:: Assignment ::
What you return must be the full data, repeated verbatim, with no pictures in it.

[Image-grounded pointing data]

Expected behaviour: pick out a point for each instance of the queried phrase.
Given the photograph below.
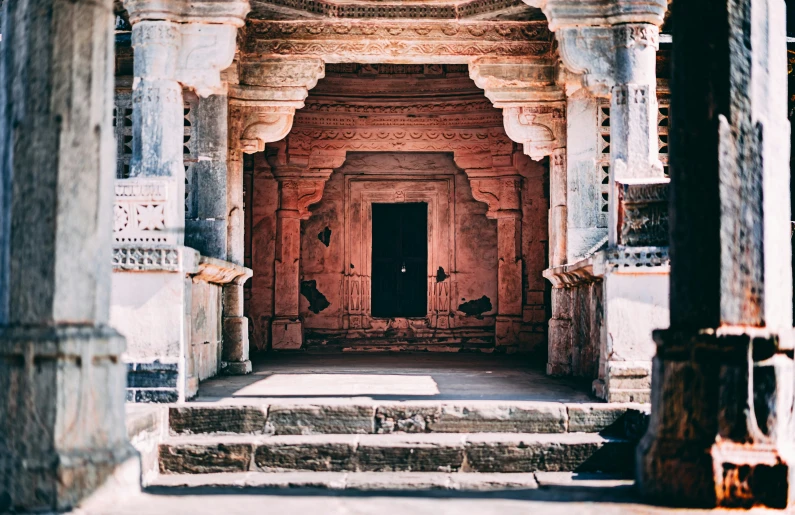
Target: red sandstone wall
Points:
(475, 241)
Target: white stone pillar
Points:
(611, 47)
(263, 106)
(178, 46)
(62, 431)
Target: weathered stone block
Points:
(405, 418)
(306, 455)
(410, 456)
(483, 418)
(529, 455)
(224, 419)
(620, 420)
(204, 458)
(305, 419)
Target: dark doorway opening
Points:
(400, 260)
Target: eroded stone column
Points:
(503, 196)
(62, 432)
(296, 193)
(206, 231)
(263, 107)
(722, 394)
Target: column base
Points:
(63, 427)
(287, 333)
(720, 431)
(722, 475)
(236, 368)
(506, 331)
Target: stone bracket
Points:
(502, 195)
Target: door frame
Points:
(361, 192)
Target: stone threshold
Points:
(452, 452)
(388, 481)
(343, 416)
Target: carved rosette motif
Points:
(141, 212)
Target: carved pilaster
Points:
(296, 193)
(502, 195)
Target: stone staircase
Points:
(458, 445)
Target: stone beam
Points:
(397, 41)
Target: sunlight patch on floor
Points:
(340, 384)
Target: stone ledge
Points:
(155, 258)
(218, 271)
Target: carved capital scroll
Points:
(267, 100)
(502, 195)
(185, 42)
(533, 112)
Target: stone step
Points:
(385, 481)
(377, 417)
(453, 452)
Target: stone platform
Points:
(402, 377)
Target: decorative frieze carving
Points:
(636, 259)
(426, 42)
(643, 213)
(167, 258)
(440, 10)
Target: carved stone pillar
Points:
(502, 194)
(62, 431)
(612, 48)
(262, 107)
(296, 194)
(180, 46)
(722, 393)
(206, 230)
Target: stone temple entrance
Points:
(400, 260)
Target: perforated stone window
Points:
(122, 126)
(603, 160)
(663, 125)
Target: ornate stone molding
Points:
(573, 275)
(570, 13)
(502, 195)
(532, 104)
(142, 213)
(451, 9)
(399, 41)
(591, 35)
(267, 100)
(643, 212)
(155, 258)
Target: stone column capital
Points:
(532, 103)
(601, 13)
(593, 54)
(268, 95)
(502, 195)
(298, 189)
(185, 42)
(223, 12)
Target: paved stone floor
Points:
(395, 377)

:: Your response ::
Expected behaviour: pick out a point for each instance of the queried phrase.
Given the photograph below.
Target: red sandstone wall
Points:
(475, 241)
Target: white stone pillar
Points:
(611, 47)
(263, 106)
(178, 46)
(62, 431)
Target: weathered stone block
Points:
(405, 418)
(306, 455)
(410, 456)
(483, 418)
(529, 455)
(224, 419)
(620, 420)
(204, 458)
(305, 419)
Target: dark doorway opening
Points:
(400, 260)
Target: eroded stone column
Points:
(503, 196)
(62, 432)
(296, 193)
(206, 231)
(263, 107)
(722, 394)
Target: column base
Points:
(63, 427)
(287, 333)
(720, 431)
(722, 475)
(236, 368)
(506, 331)
Target: stone bracket
Points:
(502, 195)
Target: door frame
Points:
(361, 192)
Target: stone threshold
Points:
(452, 452)
(388, 481)
(343, 416)
Target: carved rosette motif
Points:
(141, 212)
Target: carved pilaster
Points:
(296, 193)
(502, 195)
Target: stone staircase
Points:
(458, 445)
Target: stone beam
Points:
(397, 41)
Target: sunlight patch on floor
Points:
(340, 384)
Target: stone ledge
Points:
(155, 258)
(218, 271)
Target: carved capital scroll
Points:
(267, 100)
(502, 195)
(185, 42)
(533, 112)
Target: stone step
Points:
(385, 481)
(377, 417)
(453, 452)
Target: stone platform
Points:
(402, 377)
Target: decorative frieze carving
Points:
(636, 259)
(426, 42)
(643, 213)
(167, 258)
(440, 10)
Target: carved stone pillar
Points:
(502, 194)
(62, 431)
(612, 48)
(262, 107)
(296, 194)
(180, 46)
(722, 393)
(206, 230)
Target: stone temple entrance
Points:
(400, 260)
Target: perforated stone window
Points:
(122, 126)
(603, 160)
(663, 125)
Target: ornate stone molding
Points:
(573, 275)
(570, 13)
(502, 195)
(532, 104)
(142, 213)
(451, 9)
(399, 41)
(591, 35)
(267, 100)
(643, 212)
(155, 258)
Target: stone column capital
Points:
(532, 103)
(601, 13)
(593, 54)
(268, 95)
(502, 195)
(298, 189)
(185, 42)
(223, 12)
Target: paved stone floor
Points:
(395, 377)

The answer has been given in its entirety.